Set task
Starting at the line containing "Task: a point for each instance of the parked" and ending with the last of the entries, switch "parked car" to "stationary vehicle" and give those lines again with nothing else changed.

[Data extracted from a collection]
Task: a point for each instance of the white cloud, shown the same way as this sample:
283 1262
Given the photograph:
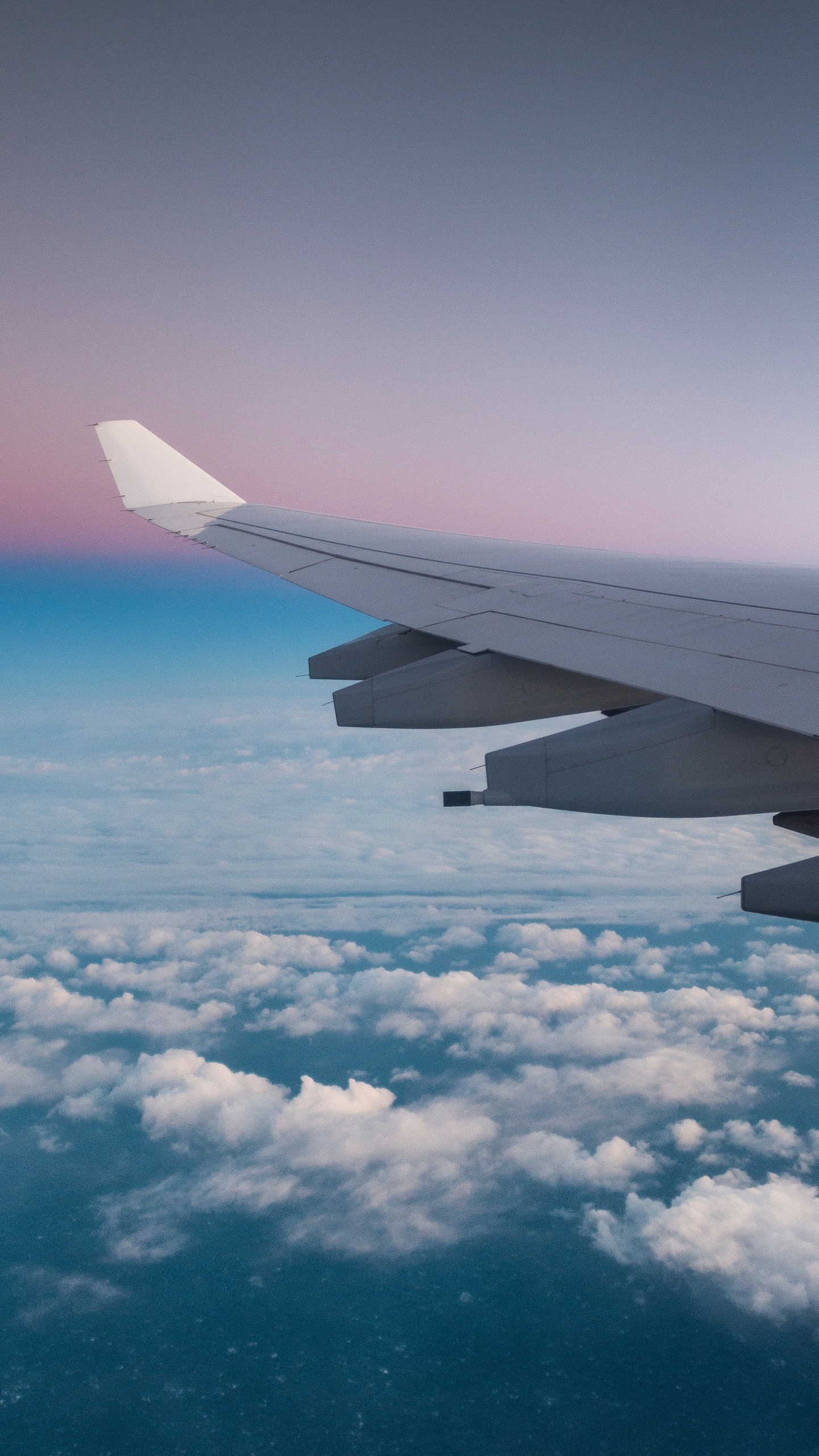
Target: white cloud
61 960
758 1241
564 1163
688 1135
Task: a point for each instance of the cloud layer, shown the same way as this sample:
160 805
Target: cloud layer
530 1062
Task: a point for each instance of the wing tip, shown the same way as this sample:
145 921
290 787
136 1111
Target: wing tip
151 472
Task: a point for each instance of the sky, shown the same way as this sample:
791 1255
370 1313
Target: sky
331 1122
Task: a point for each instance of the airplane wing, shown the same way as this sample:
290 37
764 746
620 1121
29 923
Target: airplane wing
739 638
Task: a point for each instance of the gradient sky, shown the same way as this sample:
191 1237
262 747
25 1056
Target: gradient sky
333 1123
527 270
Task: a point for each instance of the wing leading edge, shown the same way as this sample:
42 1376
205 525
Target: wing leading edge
707 672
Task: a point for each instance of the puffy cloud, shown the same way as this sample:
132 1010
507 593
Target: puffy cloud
767 961
688 1135
541 944
28 1070
758 1241
354 1169
43 1004
61 960
564 1163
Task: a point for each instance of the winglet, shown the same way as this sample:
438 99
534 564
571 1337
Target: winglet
148 472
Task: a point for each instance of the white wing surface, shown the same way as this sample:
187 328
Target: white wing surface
739 638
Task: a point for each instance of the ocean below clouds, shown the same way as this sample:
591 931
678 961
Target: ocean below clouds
336 1123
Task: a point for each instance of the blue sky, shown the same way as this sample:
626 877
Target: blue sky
331 1122
271 1017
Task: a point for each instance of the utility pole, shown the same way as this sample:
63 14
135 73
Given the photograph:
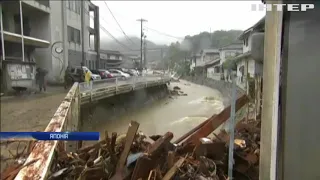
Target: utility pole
162 61
141 21
145 52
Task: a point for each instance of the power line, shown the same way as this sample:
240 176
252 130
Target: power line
108 33
165 34
118 23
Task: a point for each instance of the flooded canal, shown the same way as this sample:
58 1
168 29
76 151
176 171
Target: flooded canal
177 114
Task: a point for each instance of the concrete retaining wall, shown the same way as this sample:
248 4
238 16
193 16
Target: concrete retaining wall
110 108
222 86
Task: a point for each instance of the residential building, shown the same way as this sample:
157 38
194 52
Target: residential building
54 34
195 63
208 55
110 59
215 67
247 67
130 61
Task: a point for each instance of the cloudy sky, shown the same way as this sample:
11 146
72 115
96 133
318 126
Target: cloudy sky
175 18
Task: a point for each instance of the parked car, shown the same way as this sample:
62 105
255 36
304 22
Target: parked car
118 73
134 72
77 71
105 74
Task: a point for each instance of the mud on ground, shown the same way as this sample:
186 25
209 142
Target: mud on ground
27 113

Exercise result
Task: a point for each instance of the stationary vehicle, shown the same way as this sample:
62 105
255 36
304 22
Target: stationary vehicle
118 73
134 72
77 71
105 74
Task: a point for each instance of the mud on ground, shown the same way as this sample:
186 25
209 142
Target: mud on ground
27 113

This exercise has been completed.